**WHAT TO DO**
Provide an exact transcription of all the records.

**INFORMATION SUPPLIED**
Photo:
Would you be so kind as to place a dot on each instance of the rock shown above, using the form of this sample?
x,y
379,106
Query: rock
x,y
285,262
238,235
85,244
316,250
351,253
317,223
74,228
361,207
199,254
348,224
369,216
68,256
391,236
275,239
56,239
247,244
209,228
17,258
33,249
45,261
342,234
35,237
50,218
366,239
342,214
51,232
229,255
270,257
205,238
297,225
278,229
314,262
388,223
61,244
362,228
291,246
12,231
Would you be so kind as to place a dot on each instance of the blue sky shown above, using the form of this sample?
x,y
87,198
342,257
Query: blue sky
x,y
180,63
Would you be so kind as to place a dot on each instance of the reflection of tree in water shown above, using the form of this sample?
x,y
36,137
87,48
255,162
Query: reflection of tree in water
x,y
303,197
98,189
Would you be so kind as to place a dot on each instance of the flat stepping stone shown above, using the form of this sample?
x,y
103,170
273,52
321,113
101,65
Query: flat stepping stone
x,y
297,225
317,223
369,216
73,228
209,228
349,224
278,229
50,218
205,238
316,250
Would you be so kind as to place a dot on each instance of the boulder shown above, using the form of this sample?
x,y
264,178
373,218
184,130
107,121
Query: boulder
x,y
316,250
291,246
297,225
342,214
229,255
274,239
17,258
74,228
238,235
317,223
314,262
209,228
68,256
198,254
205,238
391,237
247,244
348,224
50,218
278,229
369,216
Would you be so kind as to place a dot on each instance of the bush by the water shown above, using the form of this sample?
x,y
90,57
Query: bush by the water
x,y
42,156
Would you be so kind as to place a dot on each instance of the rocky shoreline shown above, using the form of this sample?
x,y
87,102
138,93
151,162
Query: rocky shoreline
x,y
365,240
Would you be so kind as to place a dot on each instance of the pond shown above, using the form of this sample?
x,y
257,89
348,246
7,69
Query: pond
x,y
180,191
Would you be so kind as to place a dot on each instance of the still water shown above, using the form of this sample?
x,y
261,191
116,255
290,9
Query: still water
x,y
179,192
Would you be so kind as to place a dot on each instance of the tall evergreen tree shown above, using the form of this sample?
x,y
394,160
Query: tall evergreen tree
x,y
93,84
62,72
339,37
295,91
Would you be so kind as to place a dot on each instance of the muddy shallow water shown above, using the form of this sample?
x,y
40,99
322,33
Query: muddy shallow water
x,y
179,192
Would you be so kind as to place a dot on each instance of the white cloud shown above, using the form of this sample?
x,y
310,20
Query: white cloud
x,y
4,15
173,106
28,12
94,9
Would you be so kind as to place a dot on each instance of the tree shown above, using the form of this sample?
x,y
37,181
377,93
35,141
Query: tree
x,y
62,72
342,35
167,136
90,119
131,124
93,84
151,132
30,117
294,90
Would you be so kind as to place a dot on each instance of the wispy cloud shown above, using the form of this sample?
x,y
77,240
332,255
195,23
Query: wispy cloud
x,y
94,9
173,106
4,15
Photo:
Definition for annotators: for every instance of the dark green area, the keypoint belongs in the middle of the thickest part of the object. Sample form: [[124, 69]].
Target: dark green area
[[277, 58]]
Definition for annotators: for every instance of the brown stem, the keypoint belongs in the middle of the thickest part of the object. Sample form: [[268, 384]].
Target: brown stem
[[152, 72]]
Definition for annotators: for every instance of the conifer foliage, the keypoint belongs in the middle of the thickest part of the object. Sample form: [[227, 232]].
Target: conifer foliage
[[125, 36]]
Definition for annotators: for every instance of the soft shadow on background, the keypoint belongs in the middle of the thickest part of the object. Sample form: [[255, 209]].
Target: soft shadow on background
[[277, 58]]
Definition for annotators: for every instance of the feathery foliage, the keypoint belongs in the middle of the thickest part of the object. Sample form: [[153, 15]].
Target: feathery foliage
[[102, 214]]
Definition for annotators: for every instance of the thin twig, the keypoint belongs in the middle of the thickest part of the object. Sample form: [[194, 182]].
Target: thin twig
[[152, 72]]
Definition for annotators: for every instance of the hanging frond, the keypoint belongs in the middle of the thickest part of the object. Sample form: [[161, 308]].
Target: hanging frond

**SOLVED PROBLEM**
Photo:
Would you be so kind as to place a dot on each instance of the rock shown above, using the form of this sample?
x,y
379,106
Query: rock
x,y
285,262
238,235
85,244
316,250
351,253
317,223
74,228
361,207
199,254
348,224
369,216
68,256
391,236
275,239
56,239
247,244
209,228
17,258
33,249
45,261
342,234
35,237
50,218
366,239
342,214
51,232
229,255
270,257
205,238
297,225
278,229
314,262
388,223
61,244
362,228
291,246
12,231
Would you be so kind as to place a dot on each instance of the blue sky shown above, using the form of this sample?
x,y
87,198
342,257
Query: blue sky
x,y
180,63
Would you be so kind as to place a dot on each instance of the reflection of tree in water shown above, using the form of this sample?
x,y
36,137
87,48
255,162
Query: reflection of tree in water
x,y
303,197
98,189
Would you be so kind as to place a dot on each instance of the flat stepping stone shown above, using the form of this sample?
x,y
103,170
273,52
321,113
101,65
Query: flat stepping stone
x,y
297,225
317,223
369,216
73,228
209,228
349,224
278,229
50,218
205,238
316,250
Would you be so kind as to place a dot on each instance of the boulder shown above, using the form of this sample?
x,y
264,178
373,218
184,130
107,121
Query: boulder
x,y
316,250
291,246
297,225
342,214
229,255
274,239
17,258
74,228
238,235
317,223
314,262
209,228
68,256
198,254
205,238
391,237
247,244
348,224
50,218
278,229
369,216
Would you be so kind as to place a dot on each instance of the bush by the water shown above, using the form of this sample?
x,y
90,57
Query: bush by the water
x,y
42,156
Would you be so kind as to place a dot on each instance of the rocky shoreline shown above, using the form of this sample?
x,y
87,102
138,93
151,162
Query: rocky shoreline
x,y
365,240
Would you be so kind as to place a dot on each instance of the pond shown above, using the form of this sample?
x,y
257,89
348,246
7,69
Query: pond
x,y
180,191
Would you be so kind as to place a dot on each instance of the still water shown above, using the form of this sample?
x,y
261,191
116,255
290,9
Query: still water
x,y
179,192
Would you be so kind as to place a dot on each instance of the tall evergreen tree shown above, using the form of this sample?
x,y
394,160
Query: tall evergreen tree
x,y
93,84
62,72
339,37
295,91
Would you be so kind as to place a dot on each instance of the muddy shallow water shown above, using the form of this sample?
x,y
40,99
322,33
Query: muddy shallow water
x,y
179,192
Would you be so kind as to place a dot on each instance of the white cloud shown above, using the form of this sample?
x,y
310,20
Query: white cloud
x,y
4,15
173,106
28,12
94,9
Would you be so kind as to place a dot on each instance of the tree shown above, using the form of this sample?
x,y
37,181
377,93
35,141
Query: tree
x,y
62,72
342,35
167,136
90,119
131,124
93,84
151,132
30,117
294,90
Would you be so kind as to place a dot on each instance of the wispy cloud shown above, using the form of this sample?
x,y
77,240
332,255
195,23
Query: wispy cloud
x,y
94,9
173,106
4,15
Photo:
Definition for annotators: for every instance of the dark green area, the keypoint belongs in the middle of the thickest part of the object. Sample form: [[124, 69]].
Target: dark green area
[[277, 58]]
Definition for annotators: for every instance of the brown stem, the keypoint belongs in the middle of the thickest part of the object. Sample form: [[268, 384]].
Target: brown stem
[[152, 72]]
Definition for annotators: for every instance of the conifer foliage, the keypoint belongs in the middle of the thickest part of the object. Sample form: [[227, 232]].
Target: conifer foliage
[[125, 36]]
Definition for annotators: for every instance of the soft shadow on background, the keypoint belongs in the middle of the thickest part of the object. Sample form: [[255, 209]].
Target: soft shadow on background
[[277, 58]]
Definition for annotators: for every instance of the feathery foliage, the keypoint belongs in the middle of the thickest part of the object. Sample form: [[153, 15]].
Target: feathery foliage
[[102, 214]]
Definition for annotators: for every instance of the thin twig, the keypoint belongs in the middle of the thickest part of the object. Sample form: [[194, 182]].
Target: thin twig
[[152, 72]]
Definition for annotators: for every instance of the hanging frond, the keypoint belongs in the middle of the thickest part of the object. Sample form: [[161, 308]].
Target: hanging frond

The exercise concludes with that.